(Outline labeling data)
-- begin --

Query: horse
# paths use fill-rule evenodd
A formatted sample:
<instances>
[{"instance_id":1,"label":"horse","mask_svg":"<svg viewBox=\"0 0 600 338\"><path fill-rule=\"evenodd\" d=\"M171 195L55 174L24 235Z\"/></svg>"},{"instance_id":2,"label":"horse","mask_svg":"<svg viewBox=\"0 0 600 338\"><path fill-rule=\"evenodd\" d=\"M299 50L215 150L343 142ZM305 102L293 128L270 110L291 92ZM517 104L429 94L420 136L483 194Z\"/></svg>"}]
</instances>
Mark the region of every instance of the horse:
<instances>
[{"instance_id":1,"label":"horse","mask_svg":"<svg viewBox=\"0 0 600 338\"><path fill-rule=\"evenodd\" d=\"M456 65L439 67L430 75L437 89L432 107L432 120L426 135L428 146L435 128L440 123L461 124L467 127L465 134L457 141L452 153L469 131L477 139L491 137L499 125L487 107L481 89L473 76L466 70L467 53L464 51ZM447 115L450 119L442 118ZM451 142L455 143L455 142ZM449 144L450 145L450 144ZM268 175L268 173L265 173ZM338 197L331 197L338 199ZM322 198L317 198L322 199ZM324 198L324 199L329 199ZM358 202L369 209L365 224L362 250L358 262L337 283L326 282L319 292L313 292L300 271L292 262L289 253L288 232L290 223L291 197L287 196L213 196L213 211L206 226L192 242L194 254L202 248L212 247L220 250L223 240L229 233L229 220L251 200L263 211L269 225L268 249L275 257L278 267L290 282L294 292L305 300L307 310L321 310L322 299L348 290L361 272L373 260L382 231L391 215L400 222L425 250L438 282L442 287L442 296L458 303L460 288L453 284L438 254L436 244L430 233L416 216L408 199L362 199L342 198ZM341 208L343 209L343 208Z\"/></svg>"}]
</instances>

-- end --

EXERCISE REQUIREMENTS :: Format every line of the data as a JSON list of strings, with one string per line and blank lines omitted.

WRITTEN SOLUTION ::
[
  "Query: horse",
  "# paths use fill-rule evenodd",
  "A formatted sample:",
  "<instances>",
  "[{\"instance_id\":1,\"label\":\"horse\",\"mask_svg\":\"<svg viewBox=\\\"0 0 600 338\\\"><path fill-rule=\\\"evenodd\\\" d=\\\"M171 195L55 174L24 235Z\\\"/></svg>\"},{\"instance_id\":2,\"label\":\"horse\",\"mask_svg\":\"<svg viewBox=\\\"0 0 600 338\\\"><path fill-rule=\\\"evenodd\\\" d=\\\"M299 50L215 150L343 142ZM305 102L293 128L270 110L291 92ZM517 104L429 94L420 136L483 194Z\\\"/></svg>\"}]",
  "</instances>",
  "Mark the region of every instance of the horse:",
  "<instances>",
  "[{\"instance_id\":1,\"label\":\"horse\",\"mask_svg\":\"<svg viewBox=\\\"0 0 600 338\\\"><path fill-rule=\\\"evenodd\\\" d=\\\"M456 65L439 67L430 75L437 89L432 107L432 120L426 135L428 146L435 128L440 123L461 124L467 127L465 134L457 141L452 153L469 131L477 139L491 137L499 125L487 107L481 89L473 76L466 70L467 53L464 51ZM447 115L450 119L442 118ZM451 142L455 143L455 142ZM449 144L450 145L450 144ZM268 175L268 173L265 173ZM338 197L331 197L338 199ZM322 198L317 198L322 199ZM324 198L324 199L329 199ZM358 202L369 209L365 224L362 250L358 262L337 283L326 282L319 292L313 292L300 271L292 262L289 253L288 232L290 223L291 197L287 196L213 196L213 211L206 226L192 242L194 254L202 248L212 247L220 250L223 240L229 233L229 220L251 200L263 211L269 225L268 249L275 257L278 267L290 282L294 292L305 300L307 310L321 310L322 299L348 290L361 272L373 260L382 231L391 215L400 222L425 250L438 282L442 287L442 296L458 303L460 288L453 284L438 254L436 244L430 233L416 216L408 199L362 199L342 198ZM341 208L343 209L343 208Z\\\"/></svg>\"}]",
  "</instances>"
]